STUDY TEXT: Begin
Cuba at a glance > Business Environment

alt text


Business opportunities in Cuba are promoted through a diverse Portfolio of Opportunities prepared by MINCEX and approved by the Council of Ministers, and published on a yearly basis, which will offer general information on every sector or activity and will provide investors with the key elements of the projects prioritized in the country.

The sectors considered priorities are agriculture and forestry, the pharmaceutical and biotechnological fields, the food, sugar, light, chemical, electronic, iron, steel, and machine industries, as well as tourism, transportation, health care, construction, energy and mines, and wholesale trade.

According to Article 11.1 of Law No. 118, foreign investment may be authorized in all sectors except for:

  • The health care services for the Cuban population, excluding their business systems.
  • The education services for the Cuban population, excluding their business systems.
  • The armed forces, excluding their business systems.
  • According to the Constitution of the Republic of Cuba, the press, the radio, the television, the film industry and other mass media following media shall never become private property.


At the moment of deciding on a foreign investment project that could be of economic interest for Cuba, foreign investors could select the project included in the Portfolio of Opportunities that would be the most compatible with their economic interests and possibilities. Alternatively, other regulations apply should the company not fall under the Portfolio of Opportunities.

  • In order to establish an international economic association, domestic investors must negotiate with foreign investors every aspect of the investment, including its economic feasibility, their respective contributions as appropriate, the management and administration form of the association, as well as the relevant legal documents for its formalization (article 19.1 of Law No. 118).
STUDY TEXT: End
EXTRACTED RECORDS: Begin
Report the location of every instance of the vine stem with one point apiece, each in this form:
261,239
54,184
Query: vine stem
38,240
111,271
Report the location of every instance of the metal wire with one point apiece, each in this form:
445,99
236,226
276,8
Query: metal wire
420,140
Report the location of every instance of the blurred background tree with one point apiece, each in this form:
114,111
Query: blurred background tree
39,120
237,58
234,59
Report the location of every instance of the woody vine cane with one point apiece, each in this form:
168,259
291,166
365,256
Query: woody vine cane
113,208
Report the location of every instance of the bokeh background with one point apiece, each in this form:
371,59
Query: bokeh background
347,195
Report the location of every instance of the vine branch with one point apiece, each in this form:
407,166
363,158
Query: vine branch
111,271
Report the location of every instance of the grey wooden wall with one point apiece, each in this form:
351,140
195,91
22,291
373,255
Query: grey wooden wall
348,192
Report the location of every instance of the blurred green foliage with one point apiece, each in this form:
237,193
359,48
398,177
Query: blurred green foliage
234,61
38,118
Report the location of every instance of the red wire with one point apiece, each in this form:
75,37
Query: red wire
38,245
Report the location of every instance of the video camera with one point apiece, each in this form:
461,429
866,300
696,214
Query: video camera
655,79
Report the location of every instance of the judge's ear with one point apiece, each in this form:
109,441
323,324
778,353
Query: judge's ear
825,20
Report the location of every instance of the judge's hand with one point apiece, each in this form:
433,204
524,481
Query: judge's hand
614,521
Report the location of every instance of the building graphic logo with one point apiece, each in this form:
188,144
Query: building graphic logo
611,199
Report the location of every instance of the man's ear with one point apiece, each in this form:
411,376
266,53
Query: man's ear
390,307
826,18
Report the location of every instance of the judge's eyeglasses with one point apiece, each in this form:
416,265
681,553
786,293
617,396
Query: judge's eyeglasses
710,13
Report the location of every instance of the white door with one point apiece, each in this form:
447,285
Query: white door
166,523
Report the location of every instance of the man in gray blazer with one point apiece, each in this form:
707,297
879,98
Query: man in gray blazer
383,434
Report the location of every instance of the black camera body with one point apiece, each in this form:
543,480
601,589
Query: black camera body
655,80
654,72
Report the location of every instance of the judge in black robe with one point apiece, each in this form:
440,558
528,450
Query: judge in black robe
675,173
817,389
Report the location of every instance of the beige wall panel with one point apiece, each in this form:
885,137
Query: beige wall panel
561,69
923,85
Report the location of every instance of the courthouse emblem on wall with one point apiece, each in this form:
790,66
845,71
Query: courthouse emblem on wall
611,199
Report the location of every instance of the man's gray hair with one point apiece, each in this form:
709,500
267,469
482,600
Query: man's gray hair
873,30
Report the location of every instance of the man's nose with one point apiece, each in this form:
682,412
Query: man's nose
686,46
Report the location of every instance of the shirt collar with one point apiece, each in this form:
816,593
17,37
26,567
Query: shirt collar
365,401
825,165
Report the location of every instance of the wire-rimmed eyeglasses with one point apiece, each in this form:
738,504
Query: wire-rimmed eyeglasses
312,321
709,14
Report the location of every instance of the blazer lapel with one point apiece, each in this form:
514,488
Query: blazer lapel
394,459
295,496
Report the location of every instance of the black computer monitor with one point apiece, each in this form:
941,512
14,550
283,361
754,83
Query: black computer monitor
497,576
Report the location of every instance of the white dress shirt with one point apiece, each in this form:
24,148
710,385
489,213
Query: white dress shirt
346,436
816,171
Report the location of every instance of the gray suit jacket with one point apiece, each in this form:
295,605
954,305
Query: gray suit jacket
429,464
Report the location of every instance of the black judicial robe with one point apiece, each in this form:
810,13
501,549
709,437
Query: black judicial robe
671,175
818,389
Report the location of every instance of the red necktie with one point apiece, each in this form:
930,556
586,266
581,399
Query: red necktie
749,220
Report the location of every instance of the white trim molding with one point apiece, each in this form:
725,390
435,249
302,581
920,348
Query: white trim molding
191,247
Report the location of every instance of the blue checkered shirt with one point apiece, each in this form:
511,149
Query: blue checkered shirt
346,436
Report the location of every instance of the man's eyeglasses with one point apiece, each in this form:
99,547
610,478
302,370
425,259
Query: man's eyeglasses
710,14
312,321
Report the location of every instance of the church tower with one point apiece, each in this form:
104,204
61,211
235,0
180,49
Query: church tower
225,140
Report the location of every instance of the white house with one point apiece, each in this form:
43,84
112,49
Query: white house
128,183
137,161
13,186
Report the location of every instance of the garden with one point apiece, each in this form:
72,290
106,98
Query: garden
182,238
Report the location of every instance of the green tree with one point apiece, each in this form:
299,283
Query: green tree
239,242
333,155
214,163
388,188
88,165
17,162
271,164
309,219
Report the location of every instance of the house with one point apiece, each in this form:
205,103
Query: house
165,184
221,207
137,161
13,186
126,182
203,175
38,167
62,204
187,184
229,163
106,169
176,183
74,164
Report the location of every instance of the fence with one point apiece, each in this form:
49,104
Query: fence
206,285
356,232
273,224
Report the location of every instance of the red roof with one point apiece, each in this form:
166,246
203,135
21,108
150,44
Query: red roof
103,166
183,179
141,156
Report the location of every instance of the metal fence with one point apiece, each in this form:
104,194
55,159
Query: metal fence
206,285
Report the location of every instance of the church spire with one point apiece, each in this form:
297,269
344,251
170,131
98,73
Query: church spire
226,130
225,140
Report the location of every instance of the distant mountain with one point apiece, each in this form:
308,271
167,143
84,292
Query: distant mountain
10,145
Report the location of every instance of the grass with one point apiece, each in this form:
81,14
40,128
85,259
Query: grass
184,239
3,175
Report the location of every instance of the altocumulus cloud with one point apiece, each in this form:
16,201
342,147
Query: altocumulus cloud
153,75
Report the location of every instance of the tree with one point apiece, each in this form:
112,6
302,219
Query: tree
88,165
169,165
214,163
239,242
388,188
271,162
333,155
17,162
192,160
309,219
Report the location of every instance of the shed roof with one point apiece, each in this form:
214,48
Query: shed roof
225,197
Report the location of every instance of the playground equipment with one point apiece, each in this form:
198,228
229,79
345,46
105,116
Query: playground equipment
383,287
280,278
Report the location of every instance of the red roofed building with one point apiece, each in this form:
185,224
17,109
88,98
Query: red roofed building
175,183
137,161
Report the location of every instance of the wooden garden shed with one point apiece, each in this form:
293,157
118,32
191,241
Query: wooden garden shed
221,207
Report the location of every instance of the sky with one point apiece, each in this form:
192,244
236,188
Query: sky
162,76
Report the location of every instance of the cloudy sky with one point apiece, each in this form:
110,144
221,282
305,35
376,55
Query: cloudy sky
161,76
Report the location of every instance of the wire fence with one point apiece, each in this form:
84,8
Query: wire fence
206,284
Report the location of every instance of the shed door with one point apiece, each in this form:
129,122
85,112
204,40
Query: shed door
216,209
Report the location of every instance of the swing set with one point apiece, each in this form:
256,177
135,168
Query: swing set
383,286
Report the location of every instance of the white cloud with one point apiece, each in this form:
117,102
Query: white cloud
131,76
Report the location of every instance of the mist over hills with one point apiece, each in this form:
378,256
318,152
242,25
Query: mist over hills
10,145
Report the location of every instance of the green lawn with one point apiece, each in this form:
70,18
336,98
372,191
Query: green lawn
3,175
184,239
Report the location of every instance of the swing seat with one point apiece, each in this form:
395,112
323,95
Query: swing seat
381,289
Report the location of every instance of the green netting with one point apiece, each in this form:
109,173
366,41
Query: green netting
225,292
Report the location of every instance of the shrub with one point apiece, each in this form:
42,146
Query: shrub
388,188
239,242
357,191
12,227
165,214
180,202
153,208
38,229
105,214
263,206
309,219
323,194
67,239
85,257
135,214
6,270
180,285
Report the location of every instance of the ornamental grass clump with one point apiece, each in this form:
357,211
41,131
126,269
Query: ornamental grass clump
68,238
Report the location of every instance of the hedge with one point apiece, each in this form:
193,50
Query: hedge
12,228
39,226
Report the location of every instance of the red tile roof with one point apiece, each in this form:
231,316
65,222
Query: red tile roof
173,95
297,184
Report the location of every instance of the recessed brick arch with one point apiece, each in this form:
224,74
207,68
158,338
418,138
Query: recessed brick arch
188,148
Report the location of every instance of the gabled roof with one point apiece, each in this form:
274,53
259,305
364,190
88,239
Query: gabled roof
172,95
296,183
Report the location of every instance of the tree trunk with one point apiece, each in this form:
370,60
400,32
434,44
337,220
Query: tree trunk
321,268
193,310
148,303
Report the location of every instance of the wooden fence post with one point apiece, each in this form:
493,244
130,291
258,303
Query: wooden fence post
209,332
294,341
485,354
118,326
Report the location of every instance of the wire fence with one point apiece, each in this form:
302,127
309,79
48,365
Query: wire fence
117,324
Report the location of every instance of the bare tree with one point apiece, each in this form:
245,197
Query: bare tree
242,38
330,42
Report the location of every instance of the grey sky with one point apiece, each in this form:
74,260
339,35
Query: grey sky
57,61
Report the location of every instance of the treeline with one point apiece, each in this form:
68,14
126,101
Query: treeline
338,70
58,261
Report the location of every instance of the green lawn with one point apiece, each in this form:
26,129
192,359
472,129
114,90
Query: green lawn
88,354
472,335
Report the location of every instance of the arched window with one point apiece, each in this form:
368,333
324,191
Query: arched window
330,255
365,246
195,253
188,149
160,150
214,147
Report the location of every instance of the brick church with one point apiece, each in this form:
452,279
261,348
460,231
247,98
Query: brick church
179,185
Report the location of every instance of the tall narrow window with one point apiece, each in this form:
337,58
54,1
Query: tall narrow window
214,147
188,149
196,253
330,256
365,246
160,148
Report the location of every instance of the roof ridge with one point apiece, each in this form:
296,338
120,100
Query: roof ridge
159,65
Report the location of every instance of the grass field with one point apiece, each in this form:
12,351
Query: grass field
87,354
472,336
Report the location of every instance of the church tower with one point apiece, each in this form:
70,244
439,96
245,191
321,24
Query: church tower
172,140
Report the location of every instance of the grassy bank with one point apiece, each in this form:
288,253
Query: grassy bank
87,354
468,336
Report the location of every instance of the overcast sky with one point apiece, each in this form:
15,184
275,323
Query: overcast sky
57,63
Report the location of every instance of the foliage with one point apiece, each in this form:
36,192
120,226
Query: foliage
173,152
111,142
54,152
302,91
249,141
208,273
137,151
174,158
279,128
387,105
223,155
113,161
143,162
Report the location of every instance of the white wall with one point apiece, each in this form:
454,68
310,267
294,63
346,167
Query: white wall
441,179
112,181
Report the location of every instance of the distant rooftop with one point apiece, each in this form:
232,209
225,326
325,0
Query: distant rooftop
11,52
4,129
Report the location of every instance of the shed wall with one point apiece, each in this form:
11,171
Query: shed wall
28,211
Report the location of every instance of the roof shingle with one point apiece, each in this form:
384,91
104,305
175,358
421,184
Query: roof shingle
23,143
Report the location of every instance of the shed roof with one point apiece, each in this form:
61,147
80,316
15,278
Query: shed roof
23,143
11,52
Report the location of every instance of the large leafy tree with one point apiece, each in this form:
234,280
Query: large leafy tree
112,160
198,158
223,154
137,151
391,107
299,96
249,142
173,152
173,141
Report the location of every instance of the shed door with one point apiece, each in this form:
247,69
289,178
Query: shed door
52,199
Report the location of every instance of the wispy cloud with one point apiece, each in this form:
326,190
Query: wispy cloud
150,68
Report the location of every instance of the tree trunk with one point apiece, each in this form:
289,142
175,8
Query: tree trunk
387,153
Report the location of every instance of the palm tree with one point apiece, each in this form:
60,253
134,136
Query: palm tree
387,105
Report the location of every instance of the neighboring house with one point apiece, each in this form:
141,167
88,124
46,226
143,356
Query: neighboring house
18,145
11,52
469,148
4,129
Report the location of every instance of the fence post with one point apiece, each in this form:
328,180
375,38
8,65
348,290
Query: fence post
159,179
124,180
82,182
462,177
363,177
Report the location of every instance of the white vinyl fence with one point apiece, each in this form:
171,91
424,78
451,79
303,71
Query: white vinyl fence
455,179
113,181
EXTRACTED RECORDS: End
Pick up the text on Cuba's business environment after its last sentence and carry it forward.

ANSWER BOX:
  • In the case of a totally foreign capital company, MINCEX shall indicate the foreign investor the Cuban entity in charge of the branch, sub-branch or economic activity in which he intends to invest, and with which he must analyze his proposal and obtain the relevant written authorization (article 19.2 of Law No. 118).

Numerous documents are required for the formation and registration of a business in Cuba. For more information, visit


Chapter III of Law No.118 stipulates the following:

  • Foreign investments shall enjoy protection and security and cannot be expropriated, unless such action is executed for reasons of public or social interest, in accordance with the Constitution, the international treaties signed by Cuba and the legislation in force, with appropriate compensation for their commercial value established by mutual agreement.
  • The State shall guarantee the free transfer abroad, in freely convertible currency, free from taxes or any other fees, of the dividends or profits obtained by the foreign investor.
  • Foreign investments in the country shall be protected against legal claims by third parties or the extraterritorial implementation of other states ¬†laws, according to the Cuban laws and the rulings issued by Cuban courts.
  • The foreign investor can sell or transfer his rights to the State, the parties of the economic association or to a third party, provided this is previously authorized by the government.
  • Foreign investment shall be subject to the special tax regime established in the Act until the deadline for this special tax regime is due.
  • The Cuban state shall guarantee that the benefits granted to foreign investors and their investments are maintained during the whole period for which they were granted.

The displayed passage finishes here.